**Texte:**
::::::::
Tous coexistent hypocritement au sein ce quartier-geôle, enchainés les uns aux autres, aliénés dans leurs rites et leurs coutumes séculaires. Au rythme de la journée qui s’avance, on les voit se confier, se chamailler, crier de douleur, pleurer de joie et tisser de drôles de toiles faites d’espoir, d’amertume et de frustrations. Dans un amalgame de sacré et de profane, ces âmes si humaines s’adressent continuellement à Dieu sans pour autant négliger leurs pulsions et leurs désirs charnels. Mêlant les saintes écritures à la sexualité, ces êtres de chair évoquent le Christ autant qu’Aphrodite la tentatrice et attendent patiemment le coucher d’Hélios, ce Dieu du Soleil qui marquera la fin du jeûne et de ses tourments.
::::::::
**Jeu d'enregistrements:**
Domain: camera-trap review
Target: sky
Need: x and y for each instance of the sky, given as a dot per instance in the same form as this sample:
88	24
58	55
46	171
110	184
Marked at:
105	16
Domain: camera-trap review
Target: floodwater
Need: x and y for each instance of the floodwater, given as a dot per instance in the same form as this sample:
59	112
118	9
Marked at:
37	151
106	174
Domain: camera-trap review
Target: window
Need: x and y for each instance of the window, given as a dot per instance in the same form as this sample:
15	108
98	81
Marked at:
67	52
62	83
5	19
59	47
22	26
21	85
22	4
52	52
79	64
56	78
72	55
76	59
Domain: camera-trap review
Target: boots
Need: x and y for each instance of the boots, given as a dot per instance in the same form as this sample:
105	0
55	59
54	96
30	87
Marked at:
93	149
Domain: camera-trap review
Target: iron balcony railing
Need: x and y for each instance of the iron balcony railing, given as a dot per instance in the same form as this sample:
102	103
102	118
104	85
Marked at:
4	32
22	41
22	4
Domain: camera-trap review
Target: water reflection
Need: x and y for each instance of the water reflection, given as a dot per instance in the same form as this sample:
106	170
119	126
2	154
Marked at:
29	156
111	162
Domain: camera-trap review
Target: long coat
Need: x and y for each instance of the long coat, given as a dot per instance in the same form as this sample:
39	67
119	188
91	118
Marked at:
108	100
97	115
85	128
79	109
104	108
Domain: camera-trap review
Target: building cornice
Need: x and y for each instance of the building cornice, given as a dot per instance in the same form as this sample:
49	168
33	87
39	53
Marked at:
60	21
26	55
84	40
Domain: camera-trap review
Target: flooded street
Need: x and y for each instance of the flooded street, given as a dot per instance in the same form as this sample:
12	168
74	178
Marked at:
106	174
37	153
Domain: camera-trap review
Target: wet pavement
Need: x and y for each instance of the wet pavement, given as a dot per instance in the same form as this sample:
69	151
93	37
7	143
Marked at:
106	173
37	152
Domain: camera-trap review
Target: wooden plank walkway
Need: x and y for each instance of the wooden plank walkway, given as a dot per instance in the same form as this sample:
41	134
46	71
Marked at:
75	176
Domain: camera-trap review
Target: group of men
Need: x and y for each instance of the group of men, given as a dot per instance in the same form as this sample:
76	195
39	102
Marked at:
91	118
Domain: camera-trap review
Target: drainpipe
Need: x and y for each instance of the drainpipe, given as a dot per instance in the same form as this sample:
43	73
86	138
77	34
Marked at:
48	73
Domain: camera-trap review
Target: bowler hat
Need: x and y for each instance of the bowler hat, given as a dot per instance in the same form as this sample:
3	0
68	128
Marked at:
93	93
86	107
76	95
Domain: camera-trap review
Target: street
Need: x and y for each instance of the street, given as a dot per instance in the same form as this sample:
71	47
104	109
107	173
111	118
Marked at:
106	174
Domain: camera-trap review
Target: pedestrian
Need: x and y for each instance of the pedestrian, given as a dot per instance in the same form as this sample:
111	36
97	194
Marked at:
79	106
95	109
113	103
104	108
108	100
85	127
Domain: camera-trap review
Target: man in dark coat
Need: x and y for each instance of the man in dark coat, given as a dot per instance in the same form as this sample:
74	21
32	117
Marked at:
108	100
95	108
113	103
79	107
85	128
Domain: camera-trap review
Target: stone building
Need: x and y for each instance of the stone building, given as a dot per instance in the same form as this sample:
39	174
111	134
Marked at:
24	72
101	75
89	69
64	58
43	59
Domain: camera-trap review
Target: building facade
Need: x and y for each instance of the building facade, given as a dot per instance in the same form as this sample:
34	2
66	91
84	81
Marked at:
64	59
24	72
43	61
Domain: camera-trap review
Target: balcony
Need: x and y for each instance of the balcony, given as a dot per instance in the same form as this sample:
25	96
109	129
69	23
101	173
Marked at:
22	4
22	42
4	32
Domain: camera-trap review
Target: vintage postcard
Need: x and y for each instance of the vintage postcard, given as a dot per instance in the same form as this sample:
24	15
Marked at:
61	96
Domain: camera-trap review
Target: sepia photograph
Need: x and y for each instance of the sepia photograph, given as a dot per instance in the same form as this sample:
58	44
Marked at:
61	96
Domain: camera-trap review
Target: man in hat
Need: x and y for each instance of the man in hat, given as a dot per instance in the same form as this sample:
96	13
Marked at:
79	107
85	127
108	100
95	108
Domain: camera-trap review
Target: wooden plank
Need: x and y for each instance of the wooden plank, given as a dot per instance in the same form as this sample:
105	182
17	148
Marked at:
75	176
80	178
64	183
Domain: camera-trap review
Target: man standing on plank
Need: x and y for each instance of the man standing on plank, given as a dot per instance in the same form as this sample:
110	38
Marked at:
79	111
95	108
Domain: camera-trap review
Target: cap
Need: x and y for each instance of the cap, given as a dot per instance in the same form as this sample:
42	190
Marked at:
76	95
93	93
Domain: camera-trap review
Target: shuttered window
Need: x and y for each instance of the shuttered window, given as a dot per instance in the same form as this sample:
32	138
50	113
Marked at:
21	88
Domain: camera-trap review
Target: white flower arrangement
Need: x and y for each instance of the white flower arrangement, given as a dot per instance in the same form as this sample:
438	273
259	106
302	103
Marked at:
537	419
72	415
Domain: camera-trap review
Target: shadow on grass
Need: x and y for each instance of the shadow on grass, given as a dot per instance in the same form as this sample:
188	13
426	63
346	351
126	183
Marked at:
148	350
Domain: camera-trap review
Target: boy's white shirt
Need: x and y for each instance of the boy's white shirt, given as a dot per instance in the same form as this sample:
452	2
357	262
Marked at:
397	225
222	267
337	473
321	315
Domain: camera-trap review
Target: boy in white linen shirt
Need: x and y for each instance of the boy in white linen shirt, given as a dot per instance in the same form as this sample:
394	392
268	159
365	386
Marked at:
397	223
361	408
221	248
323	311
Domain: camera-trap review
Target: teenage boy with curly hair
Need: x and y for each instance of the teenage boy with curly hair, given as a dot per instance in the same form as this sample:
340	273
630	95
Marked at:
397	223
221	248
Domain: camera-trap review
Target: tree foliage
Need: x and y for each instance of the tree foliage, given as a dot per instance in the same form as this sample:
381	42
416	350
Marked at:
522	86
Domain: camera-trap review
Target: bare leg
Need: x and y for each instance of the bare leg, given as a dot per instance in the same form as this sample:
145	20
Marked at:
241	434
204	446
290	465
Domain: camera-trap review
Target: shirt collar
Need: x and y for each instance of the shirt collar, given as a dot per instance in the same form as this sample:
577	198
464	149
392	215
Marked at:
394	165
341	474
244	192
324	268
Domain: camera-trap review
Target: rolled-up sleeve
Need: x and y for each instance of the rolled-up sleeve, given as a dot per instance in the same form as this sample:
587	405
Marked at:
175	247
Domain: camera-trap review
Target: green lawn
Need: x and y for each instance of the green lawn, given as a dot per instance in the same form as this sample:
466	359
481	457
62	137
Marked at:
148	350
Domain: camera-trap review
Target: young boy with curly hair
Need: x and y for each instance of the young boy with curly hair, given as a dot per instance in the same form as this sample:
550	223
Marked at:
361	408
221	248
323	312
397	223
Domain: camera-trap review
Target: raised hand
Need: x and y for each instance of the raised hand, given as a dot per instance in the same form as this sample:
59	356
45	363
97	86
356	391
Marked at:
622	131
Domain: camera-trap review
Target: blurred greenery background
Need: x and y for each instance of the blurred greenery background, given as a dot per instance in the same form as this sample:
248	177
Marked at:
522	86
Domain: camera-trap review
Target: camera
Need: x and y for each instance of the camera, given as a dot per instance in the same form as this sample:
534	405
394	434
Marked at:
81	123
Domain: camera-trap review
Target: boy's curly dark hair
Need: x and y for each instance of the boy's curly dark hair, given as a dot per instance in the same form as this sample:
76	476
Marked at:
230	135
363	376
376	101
::::::::
**Objectif de l'exercice:**
Répondez aux questions suivantes d'après le texte ci-dessus :
1. Où tous coexistent-ils ?
2. À qui ces âmes s'adressent-elles continuellement ?
3. Que marquera le coucher d'Hélios ?

**Corrigé:**
1. Au sein de ce quartier-geôle.
2. À Dieu.
3. La fin du jeûne et de ses tourments.